WRITTEN EXERCISE:
Please return each line of the data below that contains the word "loader", copied without any change.

RECORDED INFORMATION:
>> Begin

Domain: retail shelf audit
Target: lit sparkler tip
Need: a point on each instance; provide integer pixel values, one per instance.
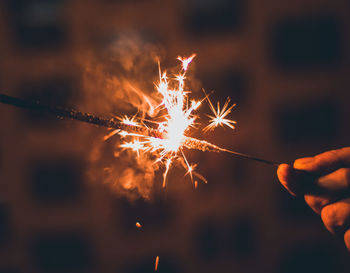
(186, 61)
(129, 121)
(156, 263)
(219, 116)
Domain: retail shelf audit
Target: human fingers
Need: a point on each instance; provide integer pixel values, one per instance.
(336, 216)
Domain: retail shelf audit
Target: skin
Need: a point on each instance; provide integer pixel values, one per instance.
(324, 181)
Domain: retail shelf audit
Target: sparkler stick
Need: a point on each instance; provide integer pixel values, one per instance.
(62, 112)
(190, 143)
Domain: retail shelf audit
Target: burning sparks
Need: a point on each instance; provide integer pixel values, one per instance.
(156, 263)
(172, 126)
(219, 118)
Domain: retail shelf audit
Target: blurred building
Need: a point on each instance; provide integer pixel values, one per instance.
(286, 64)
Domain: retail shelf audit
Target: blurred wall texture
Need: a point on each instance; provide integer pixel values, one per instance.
(285, 63)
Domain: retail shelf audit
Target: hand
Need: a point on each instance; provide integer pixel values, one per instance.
(325, 184)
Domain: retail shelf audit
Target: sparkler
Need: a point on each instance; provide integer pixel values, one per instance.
(166, 137)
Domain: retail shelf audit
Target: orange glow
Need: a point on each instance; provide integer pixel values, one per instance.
(219, 118)
(156, 263)
(174, 122)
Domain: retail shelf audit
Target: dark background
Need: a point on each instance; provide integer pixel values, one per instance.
(285, 63)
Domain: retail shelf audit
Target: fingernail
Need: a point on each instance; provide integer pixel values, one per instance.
(303, 161)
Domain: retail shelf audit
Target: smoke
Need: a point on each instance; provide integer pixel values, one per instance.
(119, 80)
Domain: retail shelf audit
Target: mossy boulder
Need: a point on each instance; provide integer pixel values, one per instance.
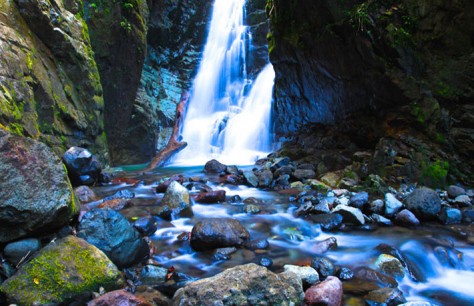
(35, 194)
(62, 271)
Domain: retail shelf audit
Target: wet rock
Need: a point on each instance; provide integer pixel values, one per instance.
(424, 203)
(377, 206)
(21, 250)
(344, 274)
(252, 209)
(265, 178)
(85, 194)
(327, 222)
(210, 197)
(265, 261)
(146, 225)
(60, 272)
(251, 178)
(324, 266)
(320, 247)
(307, 275)
(303, 174)
(175, 203)
(109, 231)
(359, 200)
(455, 191)
(280, 162)
(217, 233)
(328, 292)
(450, 215)
(381, 220)
(406, 218)
(386, 296)
(392, 205)
(257, 244)
(35, 194)
(390, 265)
(214, 167)
(152, 275)
(350, 214)
(83, 167)
(161, 188)
(463, 201)
(116, 204)
(285, 170)
(118, 297)
(248, 284)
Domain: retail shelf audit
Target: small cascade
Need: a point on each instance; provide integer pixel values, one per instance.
(228, 115)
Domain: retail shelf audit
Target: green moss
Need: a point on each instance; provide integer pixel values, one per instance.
(61, 272)
(434, 174)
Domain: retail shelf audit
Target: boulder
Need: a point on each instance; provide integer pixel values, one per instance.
(350, 214)
(424, 203)
(35, 194)
(386, 296)
(327, 222)
(60, 272)
(390, 265)
(214, 167)
(176, 202)
(248, 284)
(109, 231)
(308, 275)
(392, 205)
(85, 194)
(328, 292)
(218, 233)
(407, 218)
(83, 167)
(450, 215)
(211, 197)
(118, 297)
(359, 200)
(20, 250)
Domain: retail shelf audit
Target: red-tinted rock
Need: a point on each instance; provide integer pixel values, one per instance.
(210, 197)
(328, 292)
(118, 297)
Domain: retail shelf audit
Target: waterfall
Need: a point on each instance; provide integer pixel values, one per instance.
(228, 115)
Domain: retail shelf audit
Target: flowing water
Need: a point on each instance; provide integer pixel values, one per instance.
(291, 240)
(228, 115)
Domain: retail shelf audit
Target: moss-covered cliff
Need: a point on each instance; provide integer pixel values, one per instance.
(392, 77)
(49, 83)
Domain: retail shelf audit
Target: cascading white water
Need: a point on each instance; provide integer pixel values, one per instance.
(222, 121)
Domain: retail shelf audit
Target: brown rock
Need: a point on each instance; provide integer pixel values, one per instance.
(328, 292)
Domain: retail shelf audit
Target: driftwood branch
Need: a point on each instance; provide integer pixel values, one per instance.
(173, 146)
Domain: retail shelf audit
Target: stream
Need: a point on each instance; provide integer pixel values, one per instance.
(291, 239)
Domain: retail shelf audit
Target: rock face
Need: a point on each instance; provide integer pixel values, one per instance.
(61, 272)
(424, 203)
(243, 285)
(218, 233)
(35, 194)
(49, 82)
(109, 231)
(396, 81)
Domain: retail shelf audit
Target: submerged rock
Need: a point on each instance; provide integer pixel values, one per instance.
(35, 193)
(248, 284)
(328, 292)
(62, 271)
(218, 233)
(83, 167)
(114, 235)
(424, 203)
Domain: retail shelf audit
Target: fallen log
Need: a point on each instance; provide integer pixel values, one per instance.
(173, 146)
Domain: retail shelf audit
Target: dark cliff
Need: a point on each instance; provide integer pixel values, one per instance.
(383, 76)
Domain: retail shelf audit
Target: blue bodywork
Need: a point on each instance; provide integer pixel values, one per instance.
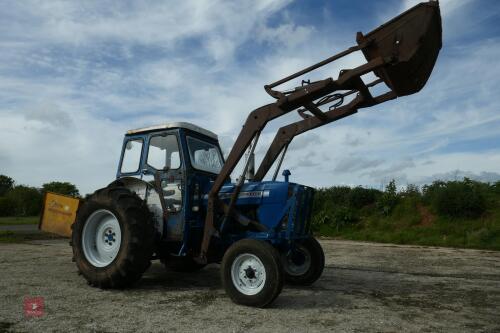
(283, 207)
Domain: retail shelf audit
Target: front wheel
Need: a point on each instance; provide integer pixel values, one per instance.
(252, 273)
(304, 263)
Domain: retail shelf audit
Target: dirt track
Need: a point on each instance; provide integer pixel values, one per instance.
(365, 287)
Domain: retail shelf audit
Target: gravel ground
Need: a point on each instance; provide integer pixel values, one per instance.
(21, 228)
(366, 287)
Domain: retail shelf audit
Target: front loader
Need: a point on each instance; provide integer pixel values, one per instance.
(173, 199)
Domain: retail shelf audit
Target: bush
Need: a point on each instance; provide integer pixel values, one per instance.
(61, 188)
(457, 198)
(360, 197)
(389, 199)
(344, 216)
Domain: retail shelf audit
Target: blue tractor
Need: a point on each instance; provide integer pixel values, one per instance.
(173, 198)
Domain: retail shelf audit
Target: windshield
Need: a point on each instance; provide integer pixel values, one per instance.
(204, 156)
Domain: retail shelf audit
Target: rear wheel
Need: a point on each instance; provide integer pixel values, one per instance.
(304, 264)
(113, 238)
(252, 273)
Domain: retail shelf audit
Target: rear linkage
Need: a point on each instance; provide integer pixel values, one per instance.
(401, 53)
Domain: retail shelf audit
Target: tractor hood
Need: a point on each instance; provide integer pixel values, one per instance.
(257, 193)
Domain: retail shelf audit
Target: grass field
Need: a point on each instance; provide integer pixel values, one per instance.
(12, 220)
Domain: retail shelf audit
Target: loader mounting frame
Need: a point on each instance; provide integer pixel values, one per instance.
(401, 53)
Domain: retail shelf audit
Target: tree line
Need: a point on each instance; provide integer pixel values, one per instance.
(22, 200)
(340, 206)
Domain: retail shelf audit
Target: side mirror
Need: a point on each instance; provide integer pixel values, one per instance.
(286, 173)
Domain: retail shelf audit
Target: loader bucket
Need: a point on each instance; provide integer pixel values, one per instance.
(413, 40)
(58, 214)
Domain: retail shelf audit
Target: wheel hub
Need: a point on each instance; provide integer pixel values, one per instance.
(298, 261)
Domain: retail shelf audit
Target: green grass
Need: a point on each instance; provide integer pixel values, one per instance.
(11, 220)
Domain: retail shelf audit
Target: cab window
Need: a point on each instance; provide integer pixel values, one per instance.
(132, 156)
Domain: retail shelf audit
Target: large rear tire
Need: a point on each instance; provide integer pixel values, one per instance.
(113, 238)
(252, 273)
(304, 264)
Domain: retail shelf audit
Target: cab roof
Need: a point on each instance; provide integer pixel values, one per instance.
(172, 125)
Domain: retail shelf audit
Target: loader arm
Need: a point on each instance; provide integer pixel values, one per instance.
(401, 53)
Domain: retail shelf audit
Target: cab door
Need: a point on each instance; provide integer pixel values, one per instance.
(165, 157)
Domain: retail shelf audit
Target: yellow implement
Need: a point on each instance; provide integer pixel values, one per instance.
(58, 214)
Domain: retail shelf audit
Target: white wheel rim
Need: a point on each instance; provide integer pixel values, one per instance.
(101, 238)
(297, 269)
(248, 274)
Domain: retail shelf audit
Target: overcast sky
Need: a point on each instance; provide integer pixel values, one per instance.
(75, 75)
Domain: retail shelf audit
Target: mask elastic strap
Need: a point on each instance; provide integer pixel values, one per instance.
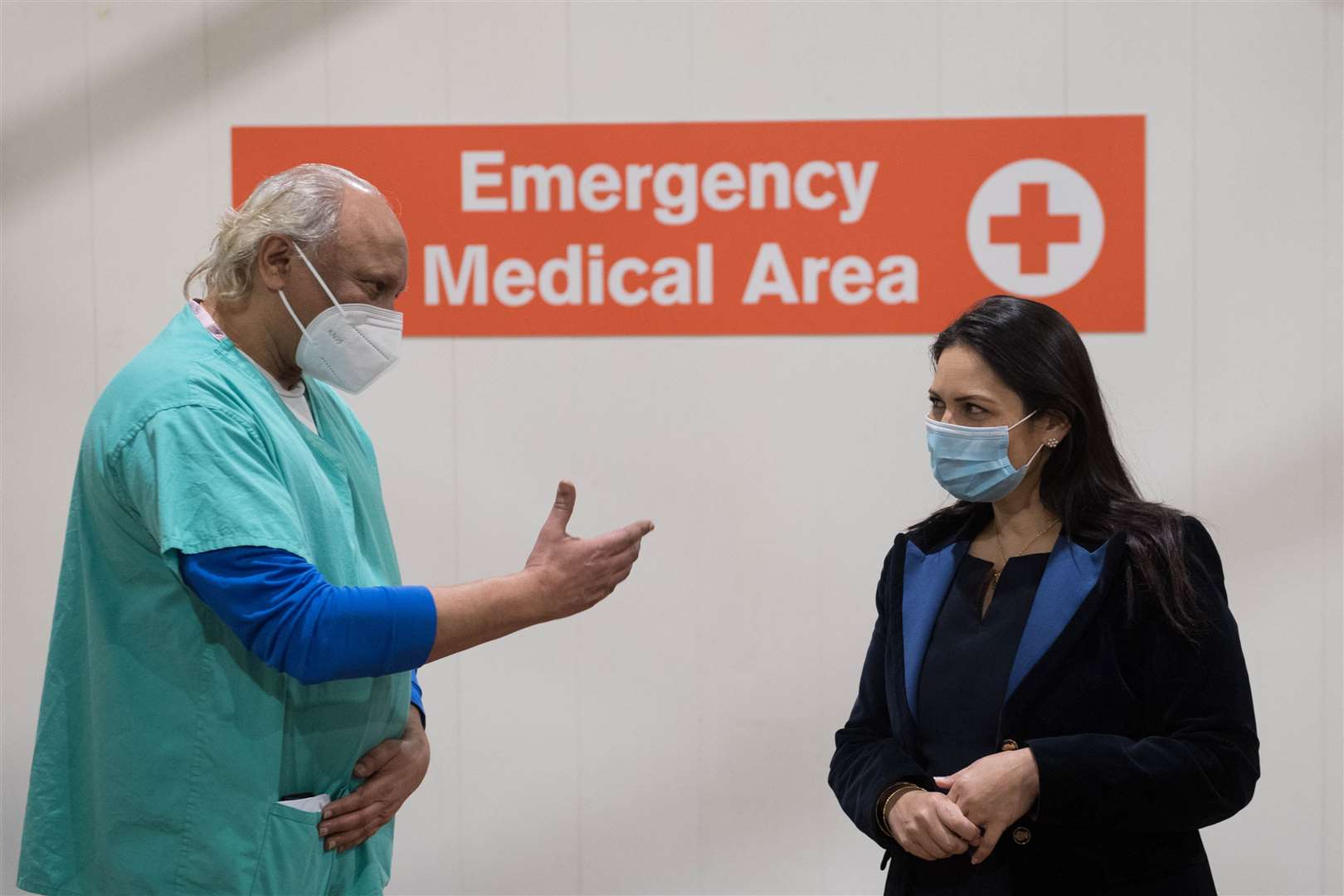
(285, 301)
(1034, 455)
(319, 278)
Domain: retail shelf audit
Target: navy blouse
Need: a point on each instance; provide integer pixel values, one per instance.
(962, 691)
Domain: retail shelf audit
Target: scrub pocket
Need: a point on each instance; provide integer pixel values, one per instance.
(292, 860)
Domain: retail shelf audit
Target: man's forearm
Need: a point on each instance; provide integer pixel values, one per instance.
(479, 611)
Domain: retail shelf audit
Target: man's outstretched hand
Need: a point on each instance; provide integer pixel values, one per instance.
(578, 572)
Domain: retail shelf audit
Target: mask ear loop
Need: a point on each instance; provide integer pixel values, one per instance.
(1027, 465)
(319, 278)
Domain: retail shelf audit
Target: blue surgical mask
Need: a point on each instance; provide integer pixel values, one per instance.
(972, 461)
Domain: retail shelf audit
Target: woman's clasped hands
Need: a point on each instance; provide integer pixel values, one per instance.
(991, 794)
(983, 800)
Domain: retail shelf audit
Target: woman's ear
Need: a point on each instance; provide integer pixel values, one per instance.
(1055, 427)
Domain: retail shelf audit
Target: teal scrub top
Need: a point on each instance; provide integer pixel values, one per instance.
(163, 744)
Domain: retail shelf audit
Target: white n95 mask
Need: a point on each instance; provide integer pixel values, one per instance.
(347, 345)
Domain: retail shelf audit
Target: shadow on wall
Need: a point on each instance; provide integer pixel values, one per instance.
(256, 34)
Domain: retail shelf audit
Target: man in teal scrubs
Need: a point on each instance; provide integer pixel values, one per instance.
(230, 676)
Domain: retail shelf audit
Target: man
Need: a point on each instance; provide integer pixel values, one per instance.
(231, 665)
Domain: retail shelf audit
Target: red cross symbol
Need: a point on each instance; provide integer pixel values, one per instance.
(1034, 229)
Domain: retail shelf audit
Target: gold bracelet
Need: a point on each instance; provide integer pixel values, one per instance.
(901, 790)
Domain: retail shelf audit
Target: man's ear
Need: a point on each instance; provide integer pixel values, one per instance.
(273, 261)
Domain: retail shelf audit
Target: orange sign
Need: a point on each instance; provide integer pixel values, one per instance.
(753, 227)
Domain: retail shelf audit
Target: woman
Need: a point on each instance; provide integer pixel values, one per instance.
(1054, 699)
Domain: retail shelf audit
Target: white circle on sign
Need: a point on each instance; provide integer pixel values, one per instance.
(1035, 227)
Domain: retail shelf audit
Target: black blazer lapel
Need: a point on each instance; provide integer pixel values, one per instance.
(1068, 598)
(923, 589)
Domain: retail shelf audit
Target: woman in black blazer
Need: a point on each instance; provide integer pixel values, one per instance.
(1054, 699)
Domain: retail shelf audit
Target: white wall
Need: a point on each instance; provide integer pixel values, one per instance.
(676, 738)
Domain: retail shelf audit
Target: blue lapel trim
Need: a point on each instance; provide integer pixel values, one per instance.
(923, 589)
(1071, 572)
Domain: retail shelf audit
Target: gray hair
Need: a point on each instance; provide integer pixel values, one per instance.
(301, 203)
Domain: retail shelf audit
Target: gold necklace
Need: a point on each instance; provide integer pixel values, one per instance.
(993, 579)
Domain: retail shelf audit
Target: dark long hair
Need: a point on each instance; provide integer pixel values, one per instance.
(1038, 353)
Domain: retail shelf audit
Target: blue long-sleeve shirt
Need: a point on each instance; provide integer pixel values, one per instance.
(286, 613)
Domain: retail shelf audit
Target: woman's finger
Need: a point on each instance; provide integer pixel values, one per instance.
(986, 844)
(957, 822)
(912, 844)
(947, 843)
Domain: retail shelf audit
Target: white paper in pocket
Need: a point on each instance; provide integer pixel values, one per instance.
(308, 804)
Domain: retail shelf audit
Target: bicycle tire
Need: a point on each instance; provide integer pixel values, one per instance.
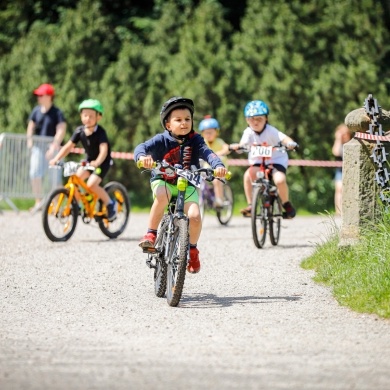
(225, 213)
(61, 225)
(275, 220)
(115, 228)
(160, 272)
(202, 200)
(258, 217)
(177, 263)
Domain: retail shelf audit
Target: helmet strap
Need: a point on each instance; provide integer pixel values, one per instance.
(259, 132)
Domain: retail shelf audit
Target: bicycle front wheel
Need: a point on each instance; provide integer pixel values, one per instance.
(59, 216)
(224, 213)
(160, 272)
(177, 263)
(275, 220)
(117, 192)
(259, 220)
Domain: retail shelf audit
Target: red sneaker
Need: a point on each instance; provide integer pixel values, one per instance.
(247, 211)
(194, 264)
(148, 240)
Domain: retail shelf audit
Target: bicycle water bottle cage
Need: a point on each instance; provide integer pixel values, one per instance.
(172, 205)
(260, 174)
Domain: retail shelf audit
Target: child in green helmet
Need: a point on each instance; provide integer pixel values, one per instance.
(97, 148)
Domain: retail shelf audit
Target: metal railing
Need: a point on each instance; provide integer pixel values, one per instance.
(24, 172)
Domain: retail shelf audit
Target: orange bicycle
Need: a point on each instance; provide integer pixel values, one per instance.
(65, 204)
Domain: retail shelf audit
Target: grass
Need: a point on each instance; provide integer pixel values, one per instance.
(359, 275)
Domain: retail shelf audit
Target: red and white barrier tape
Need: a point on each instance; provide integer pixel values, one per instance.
(371, 137)
(235, 162)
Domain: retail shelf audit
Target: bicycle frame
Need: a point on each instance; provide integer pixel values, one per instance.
(73, 185)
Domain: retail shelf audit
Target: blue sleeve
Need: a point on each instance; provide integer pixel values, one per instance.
(60, 116)
(208, 155)
(76, 136)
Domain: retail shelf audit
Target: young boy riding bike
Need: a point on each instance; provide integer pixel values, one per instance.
(98, 153)
(259, 132)
(179, 144)
(209, 129)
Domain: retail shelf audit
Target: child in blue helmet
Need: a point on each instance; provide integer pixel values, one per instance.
(259, 131)
(97, 147)
(209, 129)
(178, 144)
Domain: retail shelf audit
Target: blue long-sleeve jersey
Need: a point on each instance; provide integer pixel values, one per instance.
(164, 147)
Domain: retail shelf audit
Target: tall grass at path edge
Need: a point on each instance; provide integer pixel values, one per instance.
(359, 275)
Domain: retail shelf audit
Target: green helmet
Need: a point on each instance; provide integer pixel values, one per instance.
(93, 104)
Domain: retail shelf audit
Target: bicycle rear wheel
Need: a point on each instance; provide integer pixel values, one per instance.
(59, 216)
(117, 192)
(177, 263)
(259, 220)
(160, 272)
(224, 213)
(275, 220)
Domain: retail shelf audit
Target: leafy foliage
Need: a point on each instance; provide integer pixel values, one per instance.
(311, 61)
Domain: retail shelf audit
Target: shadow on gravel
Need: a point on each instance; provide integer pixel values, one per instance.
(207, 301)
(110, 240)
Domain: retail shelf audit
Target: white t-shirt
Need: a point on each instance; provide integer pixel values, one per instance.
(270, 136)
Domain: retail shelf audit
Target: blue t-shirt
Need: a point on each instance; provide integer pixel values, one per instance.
(165, 147)
(46, 123)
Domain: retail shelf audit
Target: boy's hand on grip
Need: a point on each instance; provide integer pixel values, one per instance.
(146, 162)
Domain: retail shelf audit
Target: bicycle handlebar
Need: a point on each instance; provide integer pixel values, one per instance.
(83, 164)
(163, 164)
(246, 148)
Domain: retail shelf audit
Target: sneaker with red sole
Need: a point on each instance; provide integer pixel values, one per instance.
(193, 266)
(289, 211)
(148, 241)
(247, 211)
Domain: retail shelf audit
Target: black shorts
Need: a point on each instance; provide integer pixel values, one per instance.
(102, 170)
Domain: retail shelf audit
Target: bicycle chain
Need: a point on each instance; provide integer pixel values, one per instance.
(379, 154)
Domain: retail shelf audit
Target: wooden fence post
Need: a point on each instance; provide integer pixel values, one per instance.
(359, 200)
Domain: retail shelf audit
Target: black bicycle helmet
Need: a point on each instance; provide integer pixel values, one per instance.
(173, 103)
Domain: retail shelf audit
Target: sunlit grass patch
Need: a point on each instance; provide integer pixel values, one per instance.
(359, 275)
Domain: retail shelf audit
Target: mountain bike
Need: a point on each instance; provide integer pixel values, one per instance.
(267, 211)
(65, 204)
(207, 201)
(170, 254)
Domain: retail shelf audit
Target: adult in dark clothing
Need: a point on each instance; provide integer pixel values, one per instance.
(45, 120)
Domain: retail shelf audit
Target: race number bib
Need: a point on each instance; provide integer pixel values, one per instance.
(70, 168)
(261, 151)
(190, 177)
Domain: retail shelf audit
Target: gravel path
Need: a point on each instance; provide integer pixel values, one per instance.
(83, 315)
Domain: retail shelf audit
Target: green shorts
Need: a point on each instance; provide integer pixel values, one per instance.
(191, 192)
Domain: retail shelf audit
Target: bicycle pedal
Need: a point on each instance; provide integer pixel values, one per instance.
(149, 264)
(149, 250)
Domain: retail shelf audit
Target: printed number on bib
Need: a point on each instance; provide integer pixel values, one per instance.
(70, 168)
(191, 177)
(261, 151)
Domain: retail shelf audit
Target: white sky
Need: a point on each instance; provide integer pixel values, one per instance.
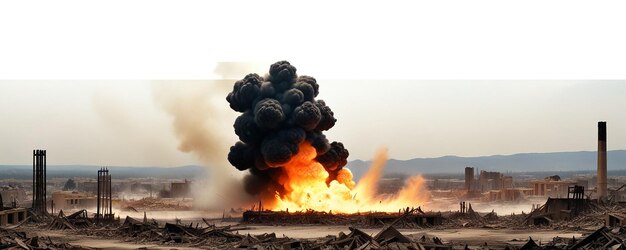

>> End

EXERCISE RESULT:
Target: front loader
Target: loader mounting frame
Target: loader bucket
Target: loader arm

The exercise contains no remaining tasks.